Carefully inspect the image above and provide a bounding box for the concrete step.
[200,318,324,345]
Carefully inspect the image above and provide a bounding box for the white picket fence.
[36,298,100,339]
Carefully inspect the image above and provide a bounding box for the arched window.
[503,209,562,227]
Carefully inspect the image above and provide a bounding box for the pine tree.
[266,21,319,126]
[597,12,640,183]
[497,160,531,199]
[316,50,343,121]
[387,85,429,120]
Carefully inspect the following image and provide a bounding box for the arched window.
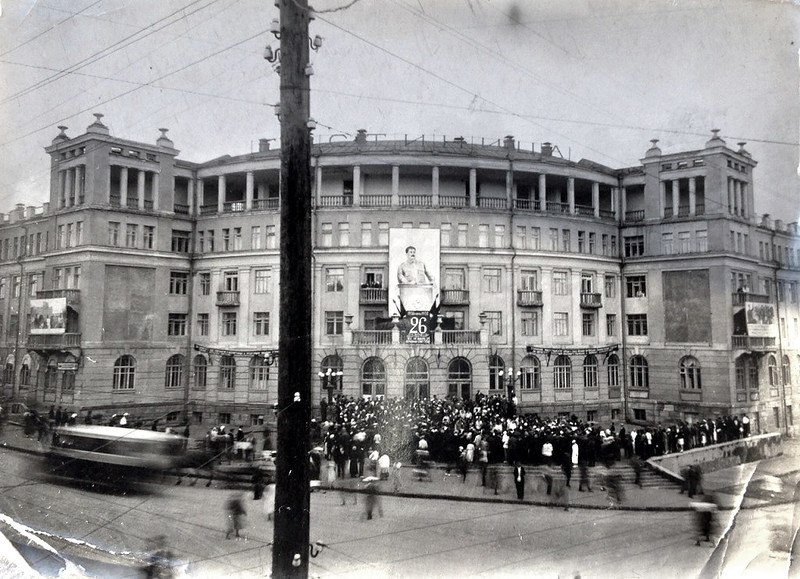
[630,356,650,390]
[606,354,619,388]
[406,356,430,398]
[361,358,386,396]
[681,356,703,390]
[767,354,778,387]
[519,356,542,390]
[219,354,236,390]
[192,354,208,390]
[447,358,472,398]
[164,354,184,388]
[583,354,597,388]
[489,354,506,390]
[112,354,136,390]
[250,355,269,390]
[553,354,572,390]
[781,356,792,385]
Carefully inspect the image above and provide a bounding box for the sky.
[0,0,800,222]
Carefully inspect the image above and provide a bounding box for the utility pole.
[272,0,311,578]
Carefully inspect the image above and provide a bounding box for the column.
[186,179,195,215]
[469,169,478,207]
[392,165,400,207]
[567,177,575,215]
[63,169,75,207]
[244,171,256,211]
[119,167,128,207]
[217,175,227,213]
[353,165,361,207]
[431,167,439,207]
[136,169,147,210]
[506,169,514,210]
[672,179,681,217]
[539,173,547,211]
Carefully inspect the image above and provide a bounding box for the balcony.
[441,290,469,306]
[731,336,776,352]
[358,287,389,305]
[581,292,603,308]
[353,330,392,346]
[517,290,543,307]
[731,292,772,306]
[217,291,239,306]
[25,334,81,350]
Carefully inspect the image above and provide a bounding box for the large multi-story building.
[0,115,800,430]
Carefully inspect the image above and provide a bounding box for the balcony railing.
[514,199,539,211]
[359,195,392,207]
[517,290,543,306]
[437,330,481,344]
[581,292,603,308]
[439,195,468,207]
[353,330,392,346]
[253,197,281,209]
[731,336,775,352]
[478,197,506,209]
[359,287,389,304]
[400,195,433,207]
[319,195,353,207]
[217,291,239,306]
[25,334,81,350]
[732,292,771,306]
[442,290,469,306]
[36,289,81,304]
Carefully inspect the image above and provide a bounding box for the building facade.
[0,115,800,430]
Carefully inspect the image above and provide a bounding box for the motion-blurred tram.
[47,426,186,484]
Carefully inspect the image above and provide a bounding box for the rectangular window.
[625,235,644,257]
[171,229,190,253]
[553,271,569,296]
[167,314,186,336]
[197,314,208,336]
[486,312,503,336]
[222,312,236,336]
[582,312,595,336]
[520,310,539,336]
[142,225,156,249]
[199,272,211,296]
[483,267,500,293]
[628,314,647,336]
[325,311,344,336]
[339,223,350,247]
[108,221,120,249]
[250,225,264,249]
[553,312,569,336]
[361,223,372,247]
[169,271,189,296]
[325,267,344,292]
[253,312,269,336]
[125,223,139,247]
[253,269,272,294]
[456,223,469,247]
[606,314,617,336]
[625,275,647,298]
[603,275,617,298]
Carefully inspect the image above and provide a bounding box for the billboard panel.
[30,298,67,334]
[744,302,777,338]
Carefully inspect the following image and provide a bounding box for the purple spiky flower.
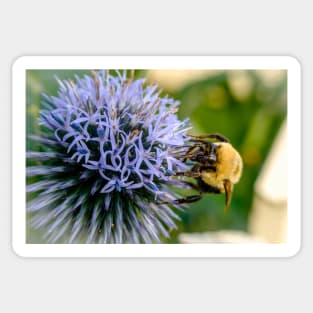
[27,71,190,243]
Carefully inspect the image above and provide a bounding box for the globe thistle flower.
[27,71,190,243]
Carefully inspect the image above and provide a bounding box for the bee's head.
[208,143,218,163]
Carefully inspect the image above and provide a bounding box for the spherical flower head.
[27,71,190,243]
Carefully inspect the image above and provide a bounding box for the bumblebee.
[168,133,243,212]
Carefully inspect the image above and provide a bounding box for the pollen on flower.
[27,71,190,243]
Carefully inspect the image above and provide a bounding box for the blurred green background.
[26,70,287,243]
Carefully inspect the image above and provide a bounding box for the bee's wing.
[224,179,233,212]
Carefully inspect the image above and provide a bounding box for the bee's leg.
[173,180,200,191]
[190,133,229,142]
[173,171,201,178]
[158,195,201,204]
[173,195,201,204]
[224,179,233,212]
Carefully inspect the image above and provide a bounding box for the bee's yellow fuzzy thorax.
[201,142,243,192]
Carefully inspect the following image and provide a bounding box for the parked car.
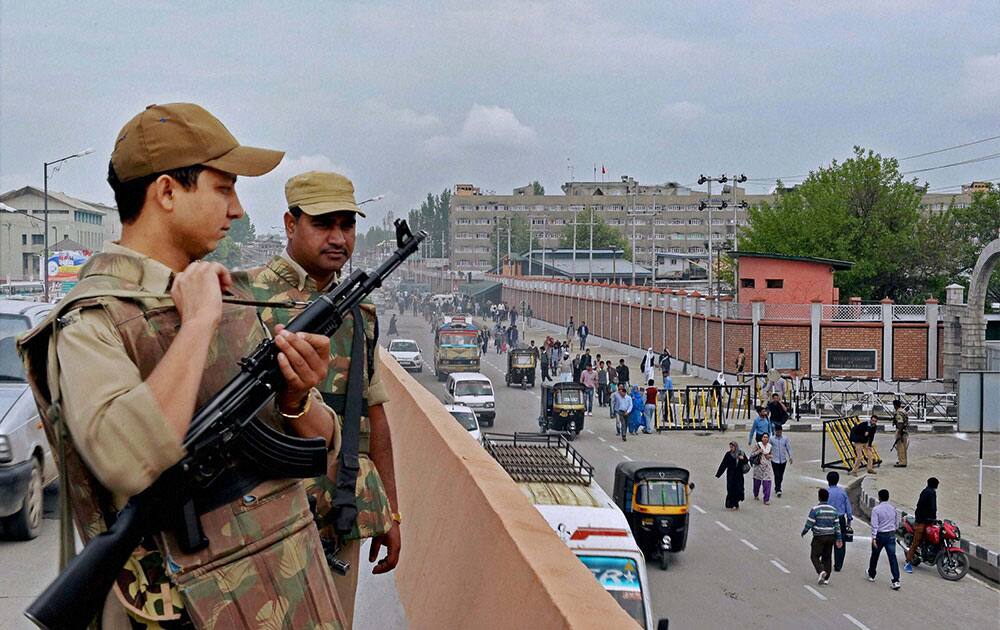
[389,339,424,372]
[0,300,58,540]
[444,405,482,442]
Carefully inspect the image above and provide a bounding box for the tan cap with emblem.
[111,103,285,182]
[285,171,365,216]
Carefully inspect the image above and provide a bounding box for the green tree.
[559,208,632,260]
[739,147,947,302]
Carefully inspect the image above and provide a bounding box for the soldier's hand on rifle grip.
[170,260,232,330]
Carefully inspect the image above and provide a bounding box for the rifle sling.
[333,306,367,536]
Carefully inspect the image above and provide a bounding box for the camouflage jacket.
[19,253,343,628]
[233,256,392,540]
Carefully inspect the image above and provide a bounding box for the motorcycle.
[896,513,969,582]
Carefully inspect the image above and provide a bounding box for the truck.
[434,315,482,382]
[482,433,669,630]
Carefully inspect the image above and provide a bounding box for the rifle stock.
[24,220,427,630]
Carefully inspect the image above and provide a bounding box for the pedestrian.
[903,477,939,573]
[611,383,632,442]
[639,347,656,383]
[767,393,788,427]
[802,488,844,584]
[715,442,750,510]
[580,365,597,416]
[868,488,912,591]
[747,405,774,446]
[615,359,629,386]
[643,379,657,434]
[771,427,792,497]
[892,398,910,468]
[826,470,854,571]
[849,414,878,476]
[750,433,774,505]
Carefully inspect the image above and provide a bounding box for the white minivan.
[444,372,497,427]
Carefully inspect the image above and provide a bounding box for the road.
[392,316,1000,630]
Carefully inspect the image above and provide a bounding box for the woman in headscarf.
[750,433,774,505]
[715,442,748,510]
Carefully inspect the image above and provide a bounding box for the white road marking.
[844,613,871,630]
[802,584,826,602]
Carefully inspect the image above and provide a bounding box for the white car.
[444,405,483,442]
[0,300,58,540]
[389,339,424,372]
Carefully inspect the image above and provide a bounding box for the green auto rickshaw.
[538,382,585,440]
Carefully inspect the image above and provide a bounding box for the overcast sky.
[0,0,1000,236]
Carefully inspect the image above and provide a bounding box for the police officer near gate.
[20,103,344,629]
[233,171,401,627]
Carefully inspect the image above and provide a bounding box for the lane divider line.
[802,584,826,602]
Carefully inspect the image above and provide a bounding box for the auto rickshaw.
[538,382,585,440]
[506,348,538,389]
[614,462,694,571]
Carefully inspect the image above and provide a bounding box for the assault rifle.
[24,219,427,630]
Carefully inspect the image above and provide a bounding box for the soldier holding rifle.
[21,103,352,628]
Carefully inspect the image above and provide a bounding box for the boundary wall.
[379,348,638,630]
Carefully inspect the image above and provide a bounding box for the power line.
[898,136,1000,161]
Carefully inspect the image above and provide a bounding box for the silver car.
[0,300,58,540]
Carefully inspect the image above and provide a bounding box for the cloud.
[424,104,538,154]
[660,101,705,124]
[236,155,351,233]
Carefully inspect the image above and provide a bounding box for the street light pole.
[42,149,94,302]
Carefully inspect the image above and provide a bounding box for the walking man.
[892,398,910,468]
[611,383,632,442]
[868,488,899,591]
[826,470,854,571]
[903,477,938,573]
[801,488,844,584]
[850,414,878,476]
[771,427,792,497]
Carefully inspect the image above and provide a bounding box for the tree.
[559,208,632,260]
[739,147,950,302]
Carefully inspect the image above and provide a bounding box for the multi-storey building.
[450,180,972,274]
[0,186,121,281]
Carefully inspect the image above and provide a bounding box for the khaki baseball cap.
[285,171,365,216]
[111,103,285,182]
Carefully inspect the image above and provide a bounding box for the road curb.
[858,475,1000,582]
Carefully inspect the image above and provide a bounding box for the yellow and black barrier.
[821,416,882,470]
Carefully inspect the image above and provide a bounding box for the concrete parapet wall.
[380,350,637,629]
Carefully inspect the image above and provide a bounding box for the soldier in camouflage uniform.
[20,103,344,629]
[233,172,400,623]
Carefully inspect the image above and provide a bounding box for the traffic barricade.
[821,416,882,470]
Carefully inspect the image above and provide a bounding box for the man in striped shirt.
[802,488,844,584]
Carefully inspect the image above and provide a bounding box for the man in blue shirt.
[826,470,854,571]
[747,405,774,446]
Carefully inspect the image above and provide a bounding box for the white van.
[444,372,497,427]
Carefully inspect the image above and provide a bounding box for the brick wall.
[756,322,812,374]
[819,322,882,378]
[892,324,927,380]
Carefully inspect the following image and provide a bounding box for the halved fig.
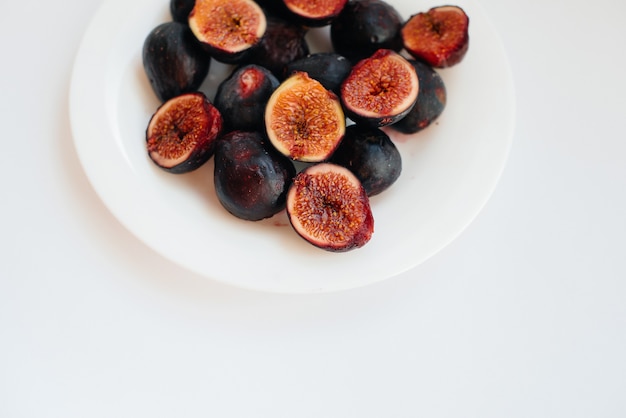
[286,163,374,252]
[265,72,346,162]
[146,92,222,174]
[283,0,348,27]
[142,21,211,102]
[402,6,469,68]
[213,131,296,221]
[330,125,402,196]
[390,60,447,134]
[189,0,267,64]
[341,49,419,127]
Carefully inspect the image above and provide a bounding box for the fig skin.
[330,125,402,196]
[213,131,296,221]
[265,72,346,163]
[246,16,310,80]
[286,163,374,252]
[146,92,223,174]
[285,52,352,95]
[390,60,447,134]
[188,0,267,64]
[401,6,469,68]
[341,49,419,127]
[330,0,404,63]
[142,22,211,102]
[170,0,196,25]
[214,64,280,132]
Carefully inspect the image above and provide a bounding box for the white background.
[0,0,626,418]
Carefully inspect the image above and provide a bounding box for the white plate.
[70,0,514,293]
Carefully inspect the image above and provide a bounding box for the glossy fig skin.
[390,60,447,134]
[213,131,296,221]
[214,64,280,132]
[330,0,404,63]
[285,52,352,95]
[146,92,223,174]
[329,125,402,196]
[142,21,211,102]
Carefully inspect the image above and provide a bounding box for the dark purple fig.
[402,6,469,68]
[214,64,280,132]
[146,92,222,174]
[283,0,347,27]
[248,16,309,79]
[330,125,402,196]
[330,0,404,63]
[341,49,419,127]
[189,0,267,64]
[142,22,211,102]
[265,73,346,162]
[285,52,352,94]
[170,0,196,24]
[286,163,374,252]
[213,131,296,221]
[390,60,447,134]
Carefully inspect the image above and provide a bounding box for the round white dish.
[70,0,515,293]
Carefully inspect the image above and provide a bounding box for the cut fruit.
[341,49,419,127]
[402,6,469,68]
[189,0,267,64]
[265,72,346,162]
[146,92,222,174]
[286,163,374,252]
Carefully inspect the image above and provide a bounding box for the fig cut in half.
[286,163,374,252]
[283,0,348,27]
[341,49,419,127]
[265,72,346,162]
[402,6,469,68]
[146,92,223,174]
[189,0,267,64]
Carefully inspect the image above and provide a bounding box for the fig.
[390,60,447,134]
[247,16,310,80]
[213,64,280,132]
[285,52,352,94]
[283,0,347,27]
[330,125,402,196]
[401,6,469,68]
[142,22,211,102]
[213,131,296,221]
[170,0,196,24]
[189,0,267,64]
[341,49,419,127]
[265,72,346,162]
[146,92,222,174]
[330,0,404,63]
[286,163,374,252]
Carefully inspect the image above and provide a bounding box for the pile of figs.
[143,0,469,252]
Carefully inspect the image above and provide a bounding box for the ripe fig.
[285,52,352,95]
[213,131,296,221]
[214,64,280,132]
[189,0,267,64]
[142,22,211,102]
[286,163,374,252]
[146,92,222,174]
[330,0,404,63]
[401,6,469,68]
[390,60,447,134]
[170,0,196,24]
[330,125,402,196]
[341,49,419,127]
[265,72,346,162]
[247,16,309,80]
[283,0,348,27]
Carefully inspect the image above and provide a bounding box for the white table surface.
[0,0,626,418]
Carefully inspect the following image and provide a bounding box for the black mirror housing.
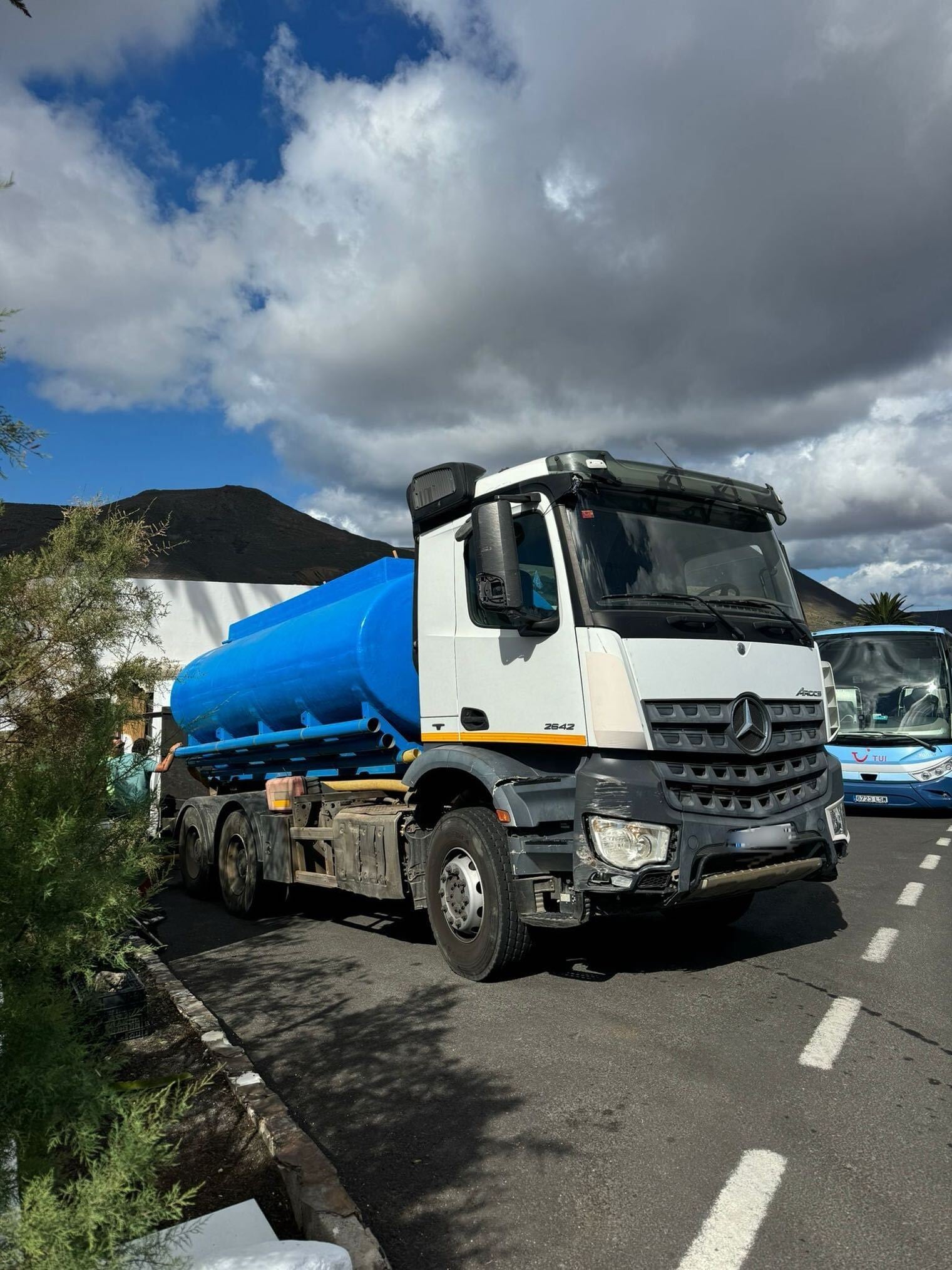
[472,498,523,614]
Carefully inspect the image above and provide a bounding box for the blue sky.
[0,0,433,504]
[0,0,952,607]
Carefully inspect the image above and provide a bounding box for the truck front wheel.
[218,812,264,917]
[426,807,532,981]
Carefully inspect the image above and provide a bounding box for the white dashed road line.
[863,926,899,961]
[800,997,859,1072]
[678,1150,787,1270]
[896,881,925,908]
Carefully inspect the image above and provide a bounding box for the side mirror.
[472,498,523,612]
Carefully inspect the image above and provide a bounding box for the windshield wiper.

━━━━━━━━━━━━━━━━

_Task to carry out_.
Count the lines in the listing that contain the string "auto" and give only the number.

_Reply_.
2